**Dataset items:**
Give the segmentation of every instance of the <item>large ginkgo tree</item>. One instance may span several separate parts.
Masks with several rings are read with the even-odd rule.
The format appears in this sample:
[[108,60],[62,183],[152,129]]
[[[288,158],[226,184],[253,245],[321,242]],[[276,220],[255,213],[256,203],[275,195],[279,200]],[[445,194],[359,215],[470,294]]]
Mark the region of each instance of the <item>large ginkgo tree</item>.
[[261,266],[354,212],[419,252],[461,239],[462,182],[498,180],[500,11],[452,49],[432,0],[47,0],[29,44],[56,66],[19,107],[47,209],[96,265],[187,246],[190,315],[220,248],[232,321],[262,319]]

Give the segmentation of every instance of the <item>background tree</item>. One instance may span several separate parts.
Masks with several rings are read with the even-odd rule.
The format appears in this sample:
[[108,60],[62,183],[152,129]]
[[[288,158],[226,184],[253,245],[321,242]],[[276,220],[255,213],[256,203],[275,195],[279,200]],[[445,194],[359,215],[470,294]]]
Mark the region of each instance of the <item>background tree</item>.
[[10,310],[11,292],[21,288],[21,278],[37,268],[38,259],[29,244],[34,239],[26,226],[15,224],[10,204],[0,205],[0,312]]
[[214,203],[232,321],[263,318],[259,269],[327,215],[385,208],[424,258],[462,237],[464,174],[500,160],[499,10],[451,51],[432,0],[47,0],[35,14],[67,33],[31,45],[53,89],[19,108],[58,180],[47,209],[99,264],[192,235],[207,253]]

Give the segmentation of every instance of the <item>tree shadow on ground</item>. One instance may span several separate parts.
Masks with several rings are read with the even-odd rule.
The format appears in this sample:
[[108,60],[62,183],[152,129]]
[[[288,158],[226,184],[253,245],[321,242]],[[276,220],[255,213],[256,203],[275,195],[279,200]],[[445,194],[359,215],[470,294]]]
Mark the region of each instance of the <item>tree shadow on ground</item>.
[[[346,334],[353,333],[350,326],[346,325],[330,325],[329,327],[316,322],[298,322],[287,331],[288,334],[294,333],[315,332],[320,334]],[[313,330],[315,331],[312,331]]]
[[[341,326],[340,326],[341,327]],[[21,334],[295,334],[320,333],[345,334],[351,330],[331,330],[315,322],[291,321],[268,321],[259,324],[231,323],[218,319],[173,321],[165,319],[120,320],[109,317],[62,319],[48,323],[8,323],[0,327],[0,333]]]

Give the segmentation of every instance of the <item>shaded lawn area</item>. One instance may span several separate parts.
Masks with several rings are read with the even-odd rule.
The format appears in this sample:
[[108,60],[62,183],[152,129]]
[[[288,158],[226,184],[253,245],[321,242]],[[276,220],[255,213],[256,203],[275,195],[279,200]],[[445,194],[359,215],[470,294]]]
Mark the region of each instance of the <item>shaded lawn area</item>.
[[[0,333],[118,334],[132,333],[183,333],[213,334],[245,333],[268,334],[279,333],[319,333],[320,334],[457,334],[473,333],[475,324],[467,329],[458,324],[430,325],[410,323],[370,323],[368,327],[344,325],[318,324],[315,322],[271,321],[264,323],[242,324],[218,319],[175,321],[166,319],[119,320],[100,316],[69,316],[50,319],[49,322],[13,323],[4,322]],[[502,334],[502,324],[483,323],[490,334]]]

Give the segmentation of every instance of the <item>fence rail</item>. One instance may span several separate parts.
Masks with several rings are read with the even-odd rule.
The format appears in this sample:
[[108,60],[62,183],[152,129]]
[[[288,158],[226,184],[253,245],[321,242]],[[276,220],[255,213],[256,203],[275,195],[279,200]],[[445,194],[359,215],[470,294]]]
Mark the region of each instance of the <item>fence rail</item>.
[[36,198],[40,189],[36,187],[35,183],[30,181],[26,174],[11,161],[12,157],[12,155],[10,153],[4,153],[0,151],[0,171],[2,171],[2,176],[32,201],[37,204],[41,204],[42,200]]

**TASK BRIEF:** Count the lines in the rows above that contain the string "shadow" and reply with only that number. Letter case matters.

**SOLUTION TO THIS TASK:** 2